◆ Supplied data
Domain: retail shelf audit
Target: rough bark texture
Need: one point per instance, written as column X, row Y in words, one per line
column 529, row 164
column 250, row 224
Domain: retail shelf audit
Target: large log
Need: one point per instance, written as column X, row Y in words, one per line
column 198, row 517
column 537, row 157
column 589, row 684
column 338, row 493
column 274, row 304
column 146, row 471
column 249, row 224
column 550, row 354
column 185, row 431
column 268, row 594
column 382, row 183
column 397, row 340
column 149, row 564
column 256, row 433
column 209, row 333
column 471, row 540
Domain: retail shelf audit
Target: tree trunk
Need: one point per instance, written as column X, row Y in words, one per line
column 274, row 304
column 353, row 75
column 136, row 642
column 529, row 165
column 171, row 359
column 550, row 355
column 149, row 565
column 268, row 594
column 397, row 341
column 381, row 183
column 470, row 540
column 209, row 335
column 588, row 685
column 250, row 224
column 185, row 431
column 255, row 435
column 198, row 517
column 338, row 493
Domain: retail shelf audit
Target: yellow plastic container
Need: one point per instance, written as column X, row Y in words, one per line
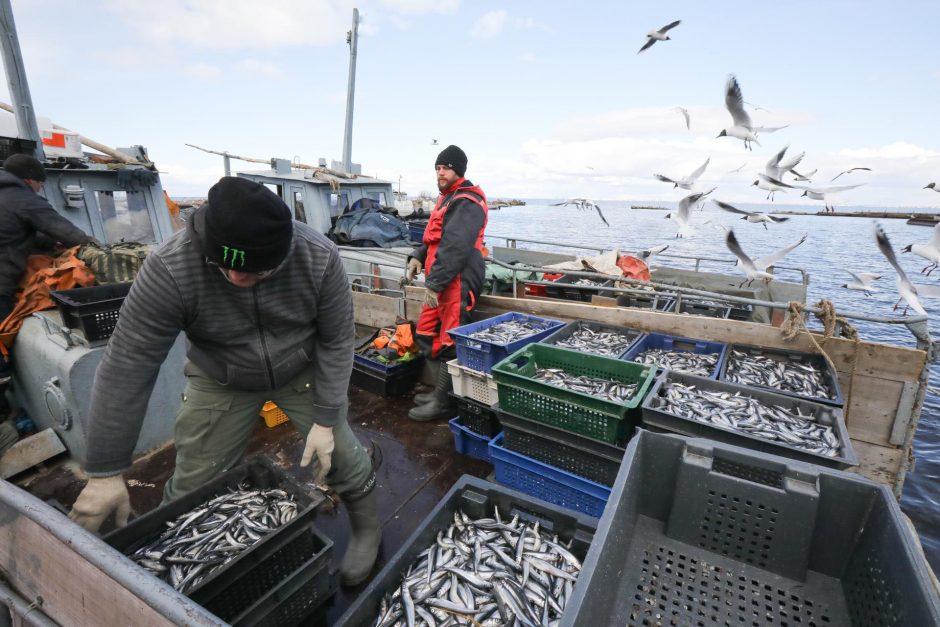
column 273, row 415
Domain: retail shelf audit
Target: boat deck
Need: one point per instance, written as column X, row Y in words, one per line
column 416, row 465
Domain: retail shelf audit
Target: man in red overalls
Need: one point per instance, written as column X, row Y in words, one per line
column 452, row 258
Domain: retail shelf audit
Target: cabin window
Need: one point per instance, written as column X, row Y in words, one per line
column 299, row 213
column 125, row 217
column 338, row 203
column 380, row 198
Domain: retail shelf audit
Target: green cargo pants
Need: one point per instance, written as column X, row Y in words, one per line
column 214, row 424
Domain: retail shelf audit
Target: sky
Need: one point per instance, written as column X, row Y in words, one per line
column 548, row 99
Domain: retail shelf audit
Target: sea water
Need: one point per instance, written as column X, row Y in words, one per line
column 834, row 245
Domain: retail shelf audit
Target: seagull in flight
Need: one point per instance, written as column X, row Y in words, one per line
column 745, row 262
column 751, row 216
column 686, row 182
column 862, row 281
column 742, row 128
column 658, row 35
column 929, row 251
column 847, row 172
column 681, row 215
column 582, row 203
column 685, row 114
column 909, row 293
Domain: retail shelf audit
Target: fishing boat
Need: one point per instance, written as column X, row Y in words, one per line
column 56, row 573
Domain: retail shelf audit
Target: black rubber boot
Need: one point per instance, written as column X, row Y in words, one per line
column 364, row 540
column 434, row 365
column 441, row 405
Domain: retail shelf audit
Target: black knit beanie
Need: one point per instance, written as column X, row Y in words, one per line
column 248, row 227
column 454, row 158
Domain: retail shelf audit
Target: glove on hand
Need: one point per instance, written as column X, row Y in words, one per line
column 413, row 268
column 101, row 496
column 319, row 443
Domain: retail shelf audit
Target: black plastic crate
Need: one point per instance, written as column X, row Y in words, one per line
column 92, row 310
column 395, row 381
column 476, row 416
column 701, row 533
column 477, row 499
column 828, row 415
column 240, row 584
column 591, row 459
column 571, row 328
column 566, row 289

◆ Task requirements
From the entries above, output every line exactly and omit any image.

◆ Answer to the problem
Domain: retail shelf audit
Target: rough bark texture
Need: one point per instance, written as column X, row Y in words, one per line
column 529, row 164
column 250, row 224
Domain: retail shelf audit
Target: large log
Need: one point per instance, written as column X, row Y in words, one per line
column 198, row 517
column 537, row 157
column 589, row 684
column 338, row 493
column 274, row 304
column 146, row 471
column 249, row 224
column 550, row 354
column 185, row 431
column 268, row 594
column 382, row 183
column 397, row 340
column 149, row 564
column 256, row 433
column 209, row 333
column 471, row 540
Domain: retail shelf audit
Target: tree trunk
Need: one point per instance, written as column X, row Y in words, one per line
column 274, row 304
column 353, row 75
column 136, row 642
column 529, row 165
column 171, row 359
column 550, row 355
column 149, row 565
column 268, row 594
column 397, row 341
column 381, row 183
column 470, row 540
column 209, row 335
column 588, row 685
column 250, row 224
column 185, row 431
column 255, row 435
column 198, row 517
column 338, row 493
Domain: retail shelf audit
Target: yellow plastic container
Need: one point per instance, written as column X, row Y in words, one per line
column 273, row 415
Domain: retail shelf audit
Target: boat deck
Need: one point per instance, written as column X, row Y in words, one per line
column 416, row 465
Domain: retail shelf audit
Target: man in red overalls
Need: one point per instance, written as column X, row Y in words, one per line
column 452, row 258
Domain: retail shelf audit
Target: cabin window
Need: one point per instance, written as column X, row Y in words, one per line
column 299, row 213
column 125, row 217
column 338, row 203
column 380, row 198
Domain: retail shelf audit
Target: green cargo pants
Need: one point per instance, written as column X, row Y in words, one per line
column 214, row 424
Domain: retail shelf audit
Target: sky
Need: one point per instance, written as column X, row Y in words, one per line
column 548, row 99
Domain: retail shelf audit
Target: sea water
Need: one point per instance, written as column X, row Y in words, one per line
column 834, row 245
Domain: retail shelf audit
Target: seagull in flight
Need: one point per instance, written as column X, row Y in words, one per line
column 745, row 262
column 751, row 216
column 686, row 182
column 862, row 281
column 742, row 128
column 658, row 35
column 929, row 251
column 847, row 172
column 681, row 215
column 582, row 203
column 685, row 114
column 909, row 293
Domain: retail shelf audit
Target: fishing boat
Need: one point per instance, written as column X, row Y in words, one per line
column 56, row 573
Domain: retail shelf audit
Target: black rubber boot
Need: one point per instance, written as column X, row Y in words, one per line
column 364, row 540
column 434, row 365
column 441, row 405
Domain: retail shelf audit
Target: black knit beanie
Need: one point per instance, written as column X, row Y in words, one per line
column 248, row 227
column 454, row 158
Domain: retail shelf audit
Target: glove on hand
Need: one point per instance, written as column X, row Y in words, one per line
column 413, row 268
column 101, row 496
column 319, row 443
Domain: retail shelf audit
Target: black plastic crate
Need: one point per instance, written as column X, row Y in words, one per line
column 92, row 310
column 395, row 381
column 476, row 416
column 701, row 533
column 477, row 499
column 828, row 415
column 240, row 584
column 591, row 459
column 571, row 328
column 566, row 289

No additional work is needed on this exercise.